-------- Material for this exercise --------

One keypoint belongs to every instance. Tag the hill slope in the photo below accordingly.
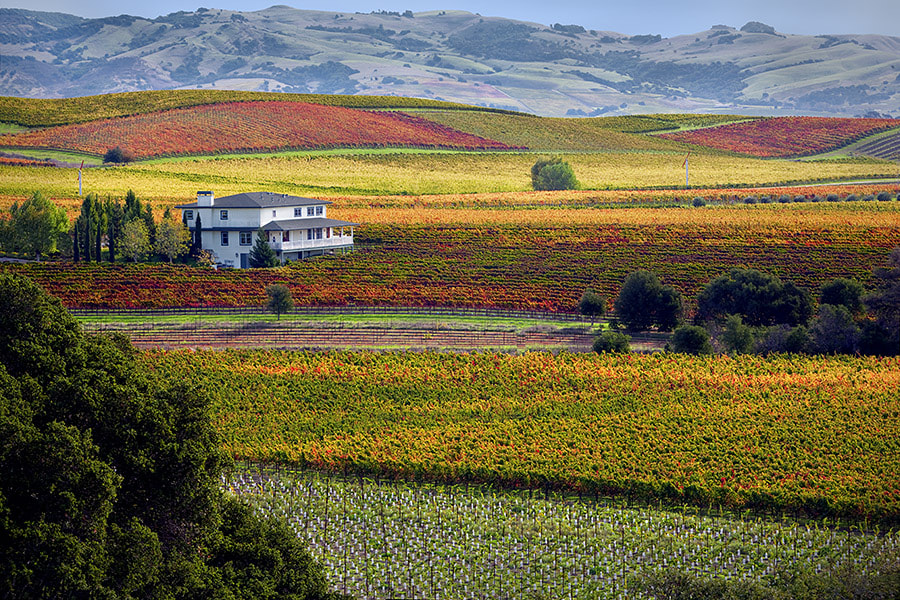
(451, 55)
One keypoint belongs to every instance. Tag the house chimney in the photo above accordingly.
(205, 198)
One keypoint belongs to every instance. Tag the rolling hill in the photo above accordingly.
(456, 56)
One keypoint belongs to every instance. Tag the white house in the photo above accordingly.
(294, 227)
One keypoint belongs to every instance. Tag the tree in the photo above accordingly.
(172, 239)
(644, 301)
(553, 174)
(737, 338)
(37, 225)
(843, 292)
(592, 305)
(280, 299)
(110, 479)
(690, 339)
(834, 331)
(261, 254)
(611, 341)
(117, 156)
(760, 299)
(135, 243)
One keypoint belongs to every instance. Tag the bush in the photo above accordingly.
(612, 341)
(644, 301)
(690, 339)
(760, 298)
(118, 156)
(553, 174)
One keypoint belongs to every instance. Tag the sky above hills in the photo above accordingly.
(663, 17)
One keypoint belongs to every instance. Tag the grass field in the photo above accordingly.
(324, 175)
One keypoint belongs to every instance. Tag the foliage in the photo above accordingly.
(117, 156)
(736, 336)
(552, 174)
(760, 298)
(36, 226)
(843, 292)
(611, 341)
(280, 299)
(644, 301)
(592, 304)
(784, 136)
(173, 239)
(34, 112)
(249, 127)
(690, 339)
(261, 254)
(834, 331)
(135, 242)
(109, 478)
(742, 431)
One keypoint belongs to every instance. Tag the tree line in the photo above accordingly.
(110, 230)
(749, 311)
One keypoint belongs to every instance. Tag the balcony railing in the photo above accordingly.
(304, 244)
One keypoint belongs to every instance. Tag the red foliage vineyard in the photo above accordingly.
(784, 136)
(495, 266)
(250, 127)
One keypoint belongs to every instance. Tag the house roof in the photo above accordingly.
(294, 224)
(259, 200)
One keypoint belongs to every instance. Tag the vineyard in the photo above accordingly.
(249, 127)
(784, 136)
(386, 539)
(886, 147)
(539, 259)
(814, 435)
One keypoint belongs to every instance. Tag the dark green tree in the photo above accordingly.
(736, 337)
(760, 299)
(611, 341)
(110, 478)
(261, 254)
(37, 225)
(592, 305)
(843, 292)
(690, 339)
(553, 174)
(280, 299)
(643, 301)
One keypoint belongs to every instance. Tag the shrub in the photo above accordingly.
(611, 341)
(553, 174)
(690, 339)
(118, 156)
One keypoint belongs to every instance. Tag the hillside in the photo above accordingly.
(452, 55)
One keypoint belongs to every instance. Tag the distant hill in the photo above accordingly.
(457, 56)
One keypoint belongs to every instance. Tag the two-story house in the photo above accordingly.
(295, 227)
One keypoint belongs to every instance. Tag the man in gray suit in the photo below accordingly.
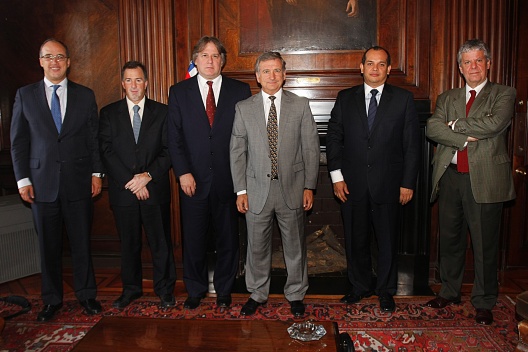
(274, 175)
(471, 177)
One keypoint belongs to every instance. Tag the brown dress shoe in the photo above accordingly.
(484, 316)
(441, 302)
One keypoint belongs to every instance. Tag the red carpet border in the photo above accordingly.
(412, 327)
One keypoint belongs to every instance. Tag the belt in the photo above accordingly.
(454, 167)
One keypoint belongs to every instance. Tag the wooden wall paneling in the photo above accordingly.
(146, 31)
(403, 28)
(517, 244)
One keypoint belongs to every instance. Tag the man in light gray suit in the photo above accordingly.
(472, 177)
(274, 176)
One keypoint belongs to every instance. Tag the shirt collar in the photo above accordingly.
(277, 95)
(141, 104)
(203, 82)
(369, 88)
(62, 83)
(477, 88)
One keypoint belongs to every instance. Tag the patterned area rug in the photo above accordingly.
(412, 327)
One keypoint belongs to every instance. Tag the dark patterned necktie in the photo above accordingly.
(373, 108)
(136, 122)
(462, 159)
(210, 105)
(273, 137)
(55, 108)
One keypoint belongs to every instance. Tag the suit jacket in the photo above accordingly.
(489, 162)
(381, 161)
(123, 158)
(197, 148)
(297, 148)
(46, 157)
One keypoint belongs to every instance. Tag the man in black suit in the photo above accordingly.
(135, 152)
(373, 151)
(201, 114)
(57, 166)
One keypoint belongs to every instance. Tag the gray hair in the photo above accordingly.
(200, 46)
(473, 44)
(270, 55)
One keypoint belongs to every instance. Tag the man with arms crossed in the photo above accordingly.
(472, 177)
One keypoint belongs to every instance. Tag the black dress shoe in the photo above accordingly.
(297, 308)
(387, 303)
(192, 302)
(223, 301)
(91, 306)
(125, 299)
(48, 311)
(351, 298)
(167, 300)
(484, 316)
(441, 302)
(250, 307)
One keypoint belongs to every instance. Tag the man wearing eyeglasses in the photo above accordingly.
(55, 152)
(201, 114)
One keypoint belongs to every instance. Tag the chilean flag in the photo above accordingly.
(191, 71)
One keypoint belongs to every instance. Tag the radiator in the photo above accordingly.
(19, 249)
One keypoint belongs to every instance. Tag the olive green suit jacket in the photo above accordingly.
(488, 121)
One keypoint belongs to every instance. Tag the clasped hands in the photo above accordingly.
(341, 190)
(137, 185)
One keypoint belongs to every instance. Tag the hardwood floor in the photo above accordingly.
(512, 282)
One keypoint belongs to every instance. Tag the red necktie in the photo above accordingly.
(462, 159)
(210, 106)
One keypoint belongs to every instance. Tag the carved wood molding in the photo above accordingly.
(146, 31)
(403, 29)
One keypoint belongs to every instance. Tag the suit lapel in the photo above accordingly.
(124, 123)
(259, 118)
(459, 104)
(286, 102)
(480, 99)
(195, 99)
(148, 116)
(68, 121)
(42, 101)
(223, 98)
(360, 105)
(383, 107)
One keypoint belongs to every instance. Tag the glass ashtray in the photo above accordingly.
(306, 331)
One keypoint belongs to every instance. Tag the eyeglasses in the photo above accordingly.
(49, 57)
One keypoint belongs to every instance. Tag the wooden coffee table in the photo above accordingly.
(142, 334)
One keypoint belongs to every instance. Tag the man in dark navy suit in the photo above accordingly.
(55, 152)
(135, 152)
(373, 151)
(201, 114)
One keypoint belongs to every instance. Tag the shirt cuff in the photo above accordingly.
(24, 182)
(336, 176)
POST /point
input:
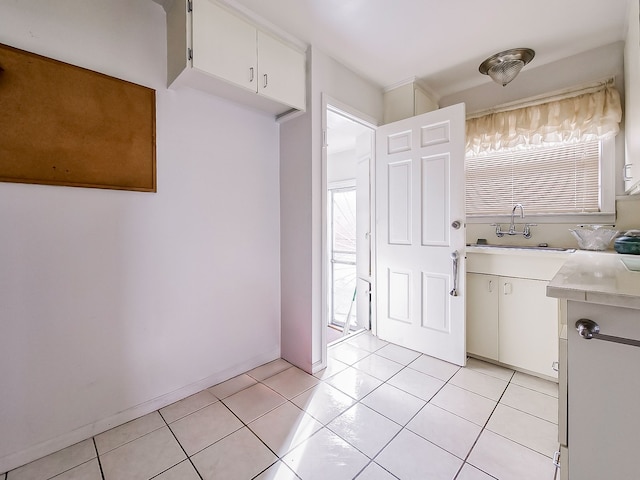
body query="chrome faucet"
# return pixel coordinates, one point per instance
(512, 227)
(526, 231)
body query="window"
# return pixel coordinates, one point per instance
(556, 158)
(561, 179)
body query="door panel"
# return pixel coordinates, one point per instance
(419, 193)
(399, 209)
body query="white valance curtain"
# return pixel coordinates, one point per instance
(589, 116)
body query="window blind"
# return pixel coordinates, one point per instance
(563, 179)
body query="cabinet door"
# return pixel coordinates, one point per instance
(224, 45)
(604, 394)
(528, 326)
(281, 72)
(482, 315)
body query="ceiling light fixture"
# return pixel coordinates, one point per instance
(505, 66)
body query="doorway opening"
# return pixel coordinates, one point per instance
(349, 147)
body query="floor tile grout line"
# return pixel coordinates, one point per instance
(182, 448)
(482, 430)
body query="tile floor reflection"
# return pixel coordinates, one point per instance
(378, 411)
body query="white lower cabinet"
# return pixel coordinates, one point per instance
(510, 319)
(603, 394)
(482, 315)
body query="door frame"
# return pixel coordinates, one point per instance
(339, 185)
(329, 103)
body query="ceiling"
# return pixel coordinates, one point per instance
(442, 43)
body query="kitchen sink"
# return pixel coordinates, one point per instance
(524, 247)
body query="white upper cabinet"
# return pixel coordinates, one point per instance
(281, 72)
(213, 49)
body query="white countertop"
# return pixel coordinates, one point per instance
(515, 250)
(597, 277)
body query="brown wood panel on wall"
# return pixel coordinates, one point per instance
(65, 125)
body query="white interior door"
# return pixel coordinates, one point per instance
(420, 225)
(364, 148)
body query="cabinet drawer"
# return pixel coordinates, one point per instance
(536, 265)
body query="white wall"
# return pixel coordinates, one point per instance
(115, 303)
(301, 204)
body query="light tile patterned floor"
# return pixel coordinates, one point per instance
(378, 412)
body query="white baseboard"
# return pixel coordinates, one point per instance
(42, 449)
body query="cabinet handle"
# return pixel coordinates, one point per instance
(588, 329)
(454, 257)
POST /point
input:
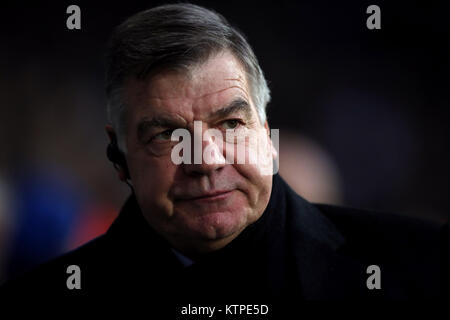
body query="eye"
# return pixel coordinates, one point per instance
(231, 124)
(163, 136)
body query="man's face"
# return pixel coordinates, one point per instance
(196, 207)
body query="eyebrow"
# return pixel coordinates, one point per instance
(237, 105)
(157, 122)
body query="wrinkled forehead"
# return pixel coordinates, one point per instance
(220, 75)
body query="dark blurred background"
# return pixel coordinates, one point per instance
(363, 114)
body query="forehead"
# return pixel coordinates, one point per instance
(191, 94)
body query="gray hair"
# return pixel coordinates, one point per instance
(174, 37)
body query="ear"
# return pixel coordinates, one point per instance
(113, 139)
(274, 150)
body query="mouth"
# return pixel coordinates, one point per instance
(210, 196)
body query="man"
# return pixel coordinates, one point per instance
(223, 230)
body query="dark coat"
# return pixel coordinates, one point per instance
(297, 250)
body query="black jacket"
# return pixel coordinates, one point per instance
(296, 250)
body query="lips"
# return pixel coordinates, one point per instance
(207, 196)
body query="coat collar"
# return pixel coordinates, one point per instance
(314, 243)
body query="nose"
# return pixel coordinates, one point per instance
(207, 155)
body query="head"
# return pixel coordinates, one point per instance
(171, 67)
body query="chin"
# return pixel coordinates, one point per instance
(217, 225)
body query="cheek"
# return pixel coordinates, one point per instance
(152, 180)
(253, 152)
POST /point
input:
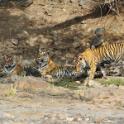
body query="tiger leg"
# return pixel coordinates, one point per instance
(103, 72)
(89, 81)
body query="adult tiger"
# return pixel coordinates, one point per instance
(93, 57)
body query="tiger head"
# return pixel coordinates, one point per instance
(42, 60)
(84, 60)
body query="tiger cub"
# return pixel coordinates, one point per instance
(53, 71)
(91, 58)
(12, 66)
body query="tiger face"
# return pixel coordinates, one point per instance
(12, 66)
(81, 63)
(42, 60)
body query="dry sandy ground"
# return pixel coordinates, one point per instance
(57, 105)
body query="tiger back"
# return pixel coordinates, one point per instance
(12, 66)
(93, 57)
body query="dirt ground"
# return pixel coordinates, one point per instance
(64, 28)
(49, 104)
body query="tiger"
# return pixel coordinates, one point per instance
(92, 58)
(12, 66)
(54, 72)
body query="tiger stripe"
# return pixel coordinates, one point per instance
(93, 57)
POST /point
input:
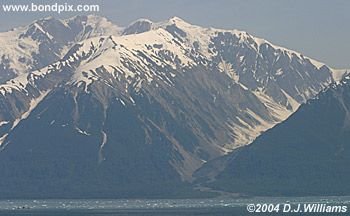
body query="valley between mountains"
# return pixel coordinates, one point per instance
(89, 109)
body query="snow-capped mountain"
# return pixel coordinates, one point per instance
(45, 41)
(308, 154)
(151, 101)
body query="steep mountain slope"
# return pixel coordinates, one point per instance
(125, 114)
(308, 154)
(44, 41)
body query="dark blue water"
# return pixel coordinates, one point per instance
(160, 207)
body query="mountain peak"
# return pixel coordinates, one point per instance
(178, 20)
(138, 26)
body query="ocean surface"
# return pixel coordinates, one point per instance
(161, 207)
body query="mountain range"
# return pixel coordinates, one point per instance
(91, 109)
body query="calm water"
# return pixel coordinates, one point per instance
(163, 207)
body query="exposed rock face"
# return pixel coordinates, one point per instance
(308, 154)
(118, 116)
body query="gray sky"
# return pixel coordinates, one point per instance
(317, 28)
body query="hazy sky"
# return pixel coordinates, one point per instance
(317, 28)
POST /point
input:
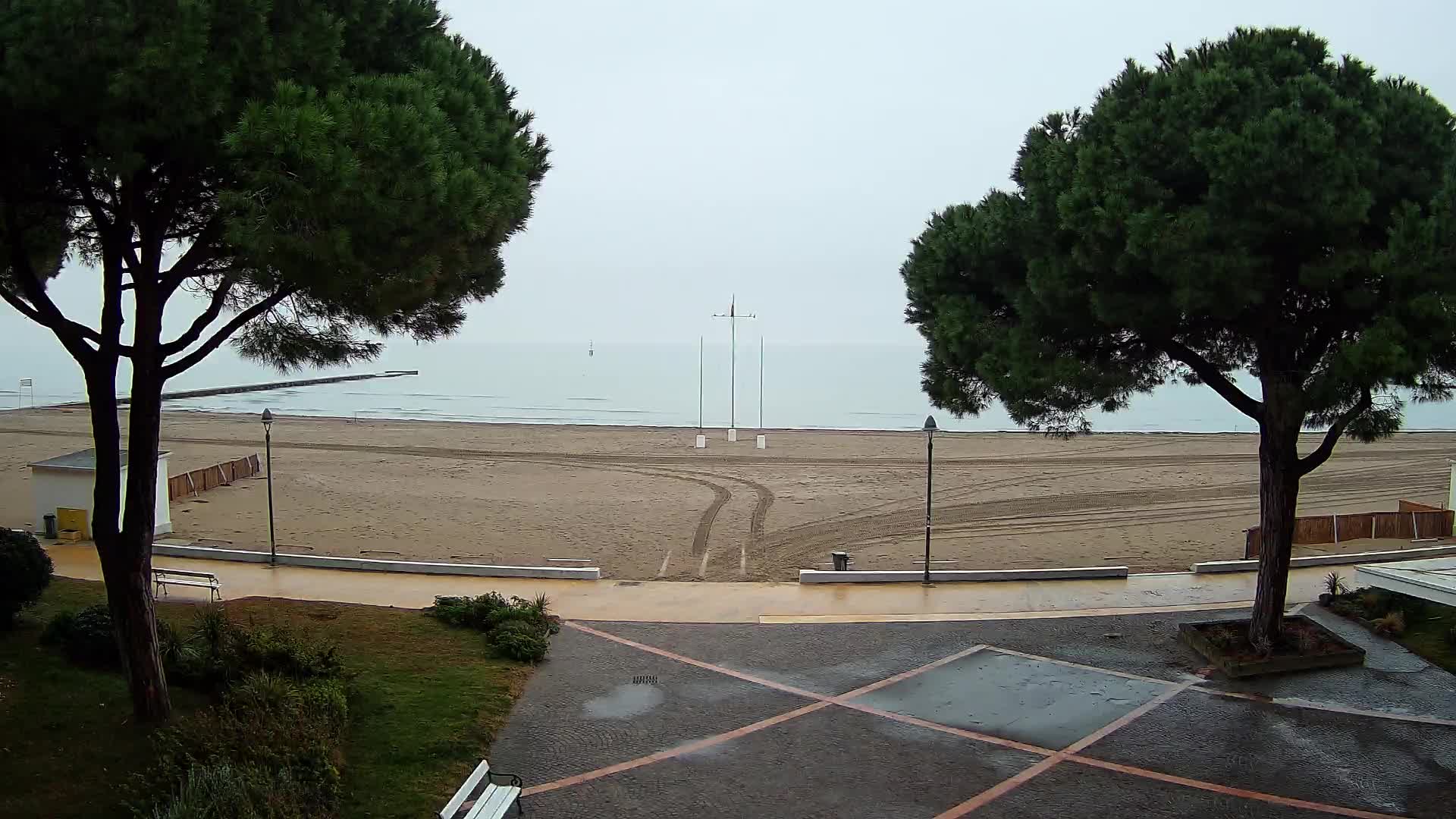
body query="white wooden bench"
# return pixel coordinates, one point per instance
(165, 577)
(482, 799)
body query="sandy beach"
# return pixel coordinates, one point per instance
(642, 503)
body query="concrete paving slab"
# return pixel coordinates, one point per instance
(1366, 763)
(1381, 653)
(832, 764)
(1033, 701)
(1076, 792)
(826, 659)
(588, 706)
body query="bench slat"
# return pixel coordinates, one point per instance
(184, 573)
(494, 803)
(199, 583)
(465, 790)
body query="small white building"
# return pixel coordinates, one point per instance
(69, 482)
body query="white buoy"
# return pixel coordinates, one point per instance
(1451, 502)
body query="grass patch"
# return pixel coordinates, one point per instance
(1426, 629)
(424, 706)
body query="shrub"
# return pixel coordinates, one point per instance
(213, 792)
(277, 738)
(469, 613)
(1391, 624)
(520, 640)
(1375, 604)
(516, 629)
(220, 651)
(25, 572)
(85, 635)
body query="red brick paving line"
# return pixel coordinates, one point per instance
(679, 751)
(1006, 786)
(1053, 757)
(1228, 790)
(1331, 707)
(821, 701)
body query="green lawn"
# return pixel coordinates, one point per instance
(1430, 635)
(1430, 629)
(424, 706)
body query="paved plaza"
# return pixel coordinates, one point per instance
(1068, 717)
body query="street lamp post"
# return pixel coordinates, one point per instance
(273, 545)
(929, 468)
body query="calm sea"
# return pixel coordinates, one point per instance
(804, 387)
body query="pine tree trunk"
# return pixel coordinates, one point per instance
(126, 558)
(134, 614)
(1279, 496)
(127, 567)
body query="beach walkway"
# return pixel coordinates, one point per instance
(1079, 717)
(998, 700)
(648, 601)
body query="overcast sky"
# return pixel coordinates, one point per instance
(788, 152)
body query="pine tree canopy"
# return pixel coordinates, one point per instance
(1250, 205)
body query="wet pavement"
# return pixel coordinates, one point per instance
(1092, 716)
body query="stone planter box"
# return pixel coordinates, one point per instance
(1346, 654)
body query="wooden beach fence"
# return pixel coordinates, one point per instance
(199, 482)
(1414, 521)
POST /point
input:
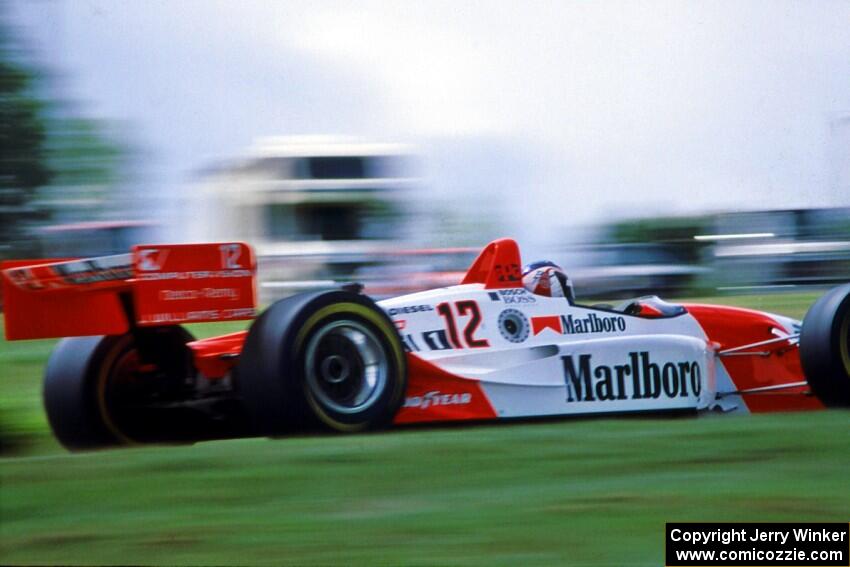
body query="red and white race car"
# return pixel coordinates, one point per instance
(485, 349)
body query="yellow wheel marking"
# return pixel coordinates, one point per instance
(383, 326)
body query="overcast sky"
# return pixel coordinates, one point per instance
(608, 107)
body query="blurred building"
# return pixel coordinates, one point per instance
(319, 210)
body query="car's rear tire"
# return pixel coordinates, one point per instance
(825, 347)
(329, 359)
(95, 387)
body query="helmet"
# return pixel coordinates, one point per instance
(547, 278)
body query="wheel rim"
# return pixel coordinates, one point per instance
(346, 366)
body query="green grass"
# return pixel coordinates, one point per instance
(582, 492)
(578, 492)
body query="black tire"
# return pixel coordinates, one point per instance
(83, 405)
(825, 347)
(307, 362)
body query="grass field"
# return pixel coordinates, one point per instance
(589, 492)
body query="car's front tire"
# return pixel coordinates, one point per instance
(825, 347)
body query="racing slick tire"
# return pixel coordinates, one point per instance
(331, 359)
(94, 387)
(825, 347)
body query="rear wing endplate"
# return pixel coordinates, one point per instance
(167, 284)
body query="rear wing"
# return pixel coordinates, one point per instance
(165, 284)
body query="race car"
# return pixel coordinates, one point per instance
(495, 346)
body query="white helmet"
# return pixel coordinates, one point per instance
(548, 279)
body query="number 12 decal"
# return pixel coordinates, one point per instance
(463, 308)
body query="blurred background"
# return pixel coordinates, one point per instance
(672, 148)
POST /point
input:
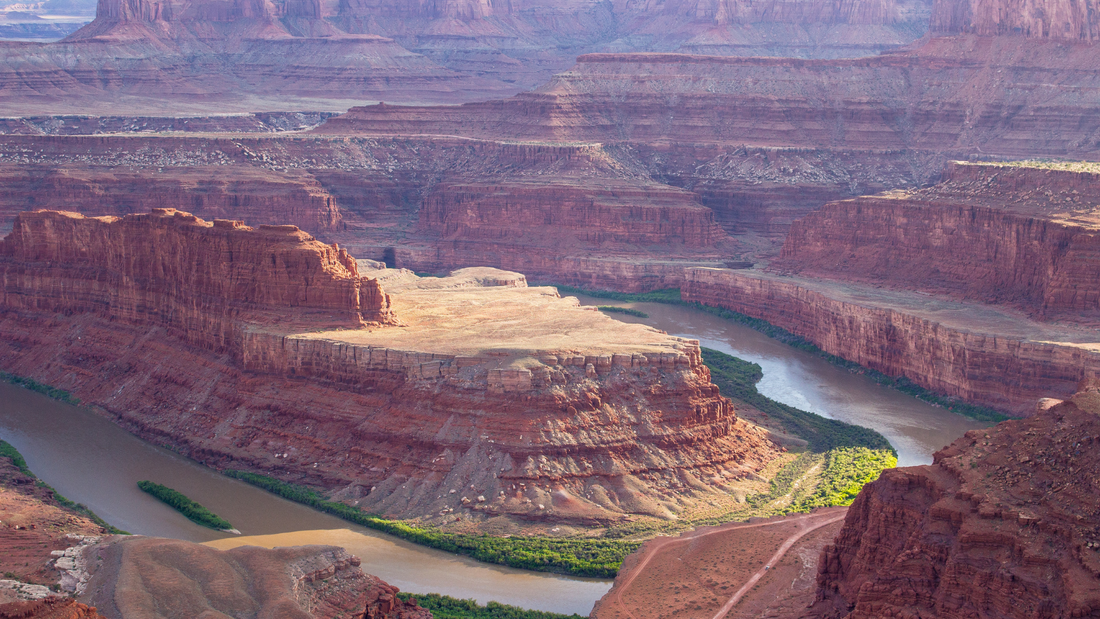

--------

> _Written request_:
Please count the lines of the entries above that contain the string "necktie", treating case as significant, and reply with the number alone.

> _Written solution_:
2